Exercise tasks:
(A) Reproduce the part of the piece on listening to stories that opens with the words containing "This year we" and closes with "land. We have been listening to stories.".
(B) List the subjects the piece on listening to stories says are discussed when visiting people in their homes.
(C) Condense the paragraph of the piece on listening to stories that begins "This year we hear of a dire drought" into a short list that keeps its main facts.

We have been listening to stories.
This is the essence of what we have been doing this week here in the mountains of El Salvador. We visit each farming community called a “Tablon” (a kind of extended village), and we meet with the elected leaders of these communities called a “Directiva” who share the stories of their successes and challenges of the past year. We then proceed to visit people in their homes where we talk about their families, their lives, their problems, their hopes, and their dreams.
This year we hear of a dire drought that has led to low crop yields and the very real possibility of severe hunger in their villages. (Interesting enough they seem more aware of global warming than we are in the States). We hear a story of sons going hungry so medicines can be bought for their mothers. We hear stories of single mothers who care for their children, cook the meals, and also, by the way, farm the land. We have been listening to stories.
One may wonder about the efficacy of simply listening to stories as a mission of the church. Why go all this way if you are not going to do something — build a house, hand out food, etc. It is a good question but the truth is that there is much power in listening to the stories of the poor.
In the first place, the poor do not have people who listen to their story. More often than not, the government bureaucrat, the school official, the NGO administrator does not listen to them.
To be poor is to be ignored.
Second, there is a truth that listening to someone’s story embodies them with a sense of self and value. Their story is important enough to be heard and carried in our hearts. Third, by listening to their stories we hear what they truly need rather than what we think they need. We pay attention to their hopes and desires rather than our own.
The Power of Stories
But finally, the power of listening to the stories of the poor is that they change us. They make us see the world differently; they challenge our assumptions about the way our societies work; and they transform our own consciousness in solidarity with the poor. We listen to the stories because the stories change us into a more compassionate, just, and kind community. We listen because we know we will hear Christ speak to us amidst those stories.

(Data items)
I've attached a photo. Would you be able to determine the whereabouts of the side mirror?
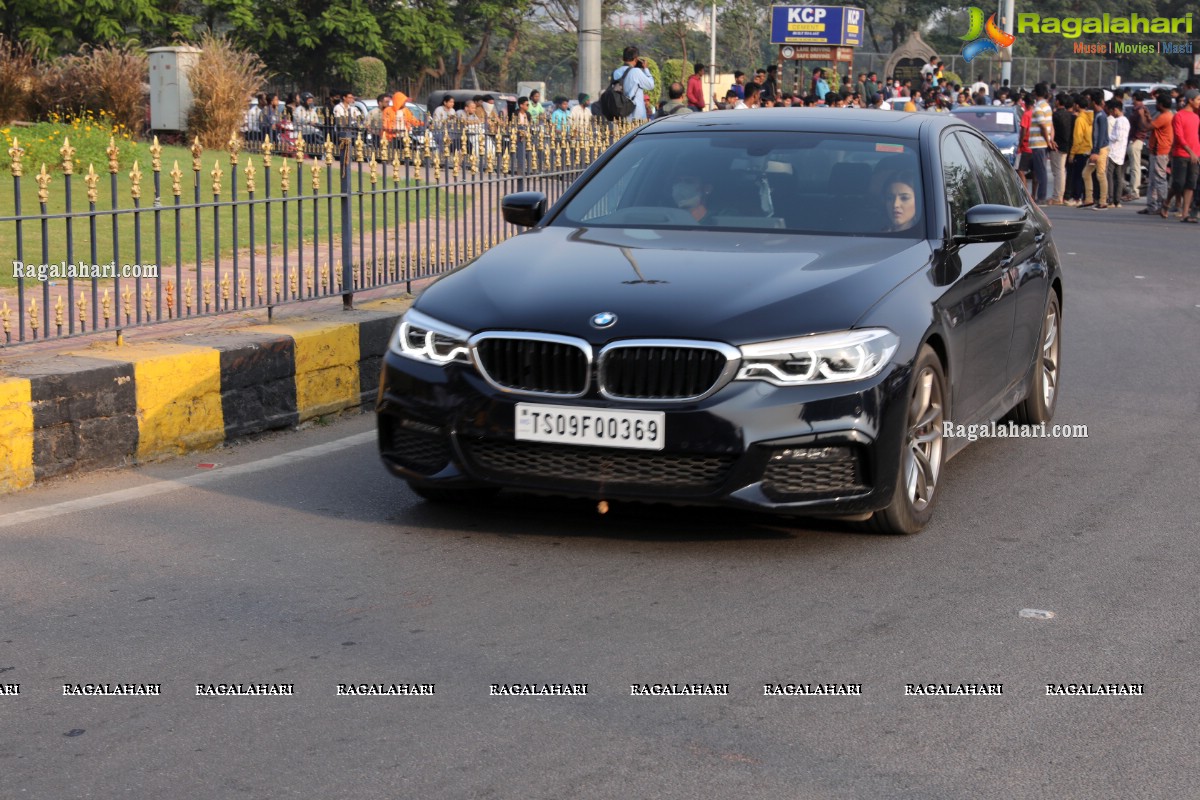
[500,192,546,228]
[960,203,1030,242]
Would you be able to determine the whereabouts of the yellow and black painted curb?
[0,300,408,494]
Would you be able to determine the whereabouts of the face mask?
[671,184,701,209]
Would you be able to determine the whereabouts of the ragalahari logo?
[961,6,1016,64]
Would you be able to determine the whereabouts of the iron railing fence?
[0,120,630,347]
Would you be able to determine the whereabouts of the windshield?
[954,110,1016,133]
[551,131,924,237]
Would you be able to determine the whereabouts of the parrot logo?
[961,6,1016,64]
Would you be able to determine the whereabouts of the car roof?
[638,108,966,139]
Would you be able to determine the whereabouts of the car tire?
[1010,289,1062,425]
[866,344,949,535]
[408,481,500,505]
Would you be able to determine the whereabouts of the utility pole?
[578,0,602,101]
[704,0,716,110]
[1003,0,1015,86]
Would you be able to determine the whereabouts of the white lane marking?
[0,431,378,528]
[1020,608,1054,619]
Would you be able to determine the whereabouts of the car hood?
[415,227,931,344]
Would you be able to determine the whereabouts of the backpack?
[600,67,634,120]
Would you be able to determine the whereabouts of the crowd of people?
[613,48,1200,223]
[242,47,1200,223]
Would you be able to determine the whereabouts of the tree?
[0,0,199,55]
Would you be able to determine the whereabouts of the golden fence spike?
[83,163,100,203]
[8,137,25,178]
[130,161,142,200]
[148,136,162,173]
[34,164,50,205]
[169,161,184,197]
[59,137,76,175]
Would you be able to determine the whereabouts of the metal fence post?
[341,138,354,311]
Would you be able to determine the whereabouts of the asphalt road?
[0,209,1200,800]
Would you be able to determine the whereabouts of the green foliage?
[662,59,691,91]
[0,0,194,56]
[349,55,388,97]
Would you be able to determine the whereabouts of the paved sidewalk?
[0,281,422,494]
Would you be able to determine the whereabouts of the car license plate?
[515,403,666,450]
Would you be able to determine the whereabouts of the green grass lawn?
[0,146,473,287]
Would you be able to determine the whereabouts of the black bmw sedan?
[377,109,1062,534]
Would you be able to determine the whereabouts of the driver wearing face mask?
[671,175,713,222]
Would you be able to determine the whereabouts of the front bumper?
[376,351,910,515]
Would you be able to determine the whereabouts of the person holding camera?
[612,46,654,120]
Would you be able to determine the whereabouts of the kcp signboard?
[770,6,866,47]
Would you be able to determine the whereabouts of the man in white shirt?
[571,91,592,125]
[612,46,654,120]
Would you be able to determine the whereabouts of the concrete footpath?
[0,290,412,494]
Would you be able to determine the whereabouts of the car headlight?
[391,308,470,365]
[737,327,900,386]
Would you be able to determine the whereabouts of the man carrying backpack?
[601,46,654,120]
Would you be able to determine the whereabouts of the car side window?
[956,133,1025,209]
[942,136,983,236]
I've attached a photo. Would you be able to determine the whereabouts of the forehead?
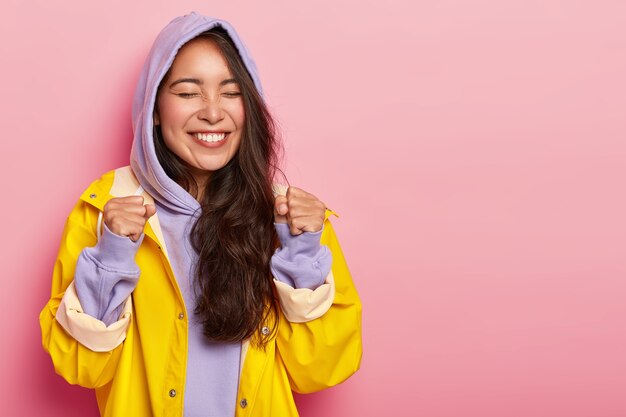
[169,38,230,75]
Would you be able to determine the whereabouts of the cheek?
[158,99,190,129]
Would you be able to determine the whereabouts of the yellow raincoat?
[40,168,362,417]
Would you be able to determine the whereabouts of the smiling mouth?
[192,132,227,143]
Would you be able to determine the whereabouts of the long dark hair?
[154,27,281,346]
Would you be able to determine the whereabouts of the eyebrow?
[170,78,238,88]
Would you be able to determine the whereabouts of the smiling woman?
[40,13,361,416]
[154,32,245,191]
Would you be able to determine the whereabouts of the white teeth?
[193,133,226,143]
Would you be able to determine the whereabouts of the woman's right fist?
[103,195,156,242]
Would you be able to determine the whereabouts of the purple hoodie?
[74,12,332,416]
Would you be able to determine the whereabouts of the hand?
[103,195,156,242]
[274,187,326,236]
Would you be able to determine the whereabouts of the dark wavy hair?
[154,27,282,347]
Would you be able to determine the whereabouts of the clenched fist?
[103,195,156,242]
[274,187,326,235]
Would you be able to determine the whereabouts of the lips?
[192,132,227,143]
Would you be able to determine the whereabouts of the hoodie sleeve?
[74,222,144,326]
[270,223,332,290]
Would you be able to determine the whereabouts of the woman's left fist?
[274,187,326,236]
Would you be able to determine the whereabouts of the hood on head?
[130,12,263,215]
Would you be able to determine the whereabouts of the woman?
[40,13,361,416]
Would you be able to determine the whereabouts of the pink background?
[0,0,626,417]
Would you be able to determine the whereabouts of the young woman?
[40,13,361,416]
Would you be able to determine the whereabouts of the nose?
[198,98,224,125]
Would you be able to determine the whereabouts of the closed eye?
[176,93,199,98]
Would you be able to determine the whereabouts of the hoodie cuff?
[270,223,332,290]
[85,222,145,274]
[74,223,144,325]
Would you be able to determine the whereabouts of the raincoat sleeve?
[274,212,362,393]
[39,200,132,388]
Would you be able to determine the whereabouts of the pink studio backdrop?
[0,0,626,417]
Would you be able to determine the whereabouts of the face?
[154,38,245,185]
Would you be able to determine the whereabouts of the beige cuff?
[274,271,335,323]
[56,282,133,352]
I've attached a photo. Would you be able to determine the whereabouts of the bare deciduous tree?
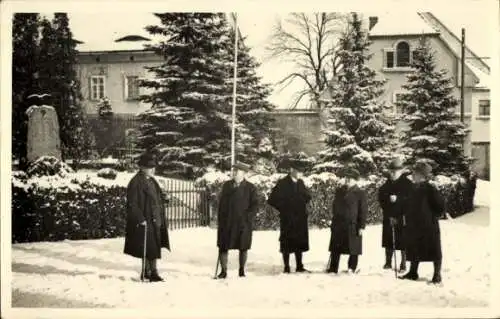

Answers for this exercise:
(A)
This year we hear of a dire drought that has led to low crop yields and the very real possibility of severe hunger in their villages. (Interesting enough they seem more aware of global warming than we are in the States). We hear a story of sons going hungry so medicines can be bought for their mothers. We hear stories of single mothers who care for their children, cook the meals, and also, by the way, farm the land. We have been listening to stories.

(B)
- families
- lives
- problems
- hopes
- dreams

(C)
- A severe drought has caused low crop yields and the real possibility of severe hunger in the villages.
- The villagers seem more aware of global warming than people in the States.
- Sons go hungry so medicines can be bought for their mothers.
- Single mothers care for their children, cook, and also farm the land.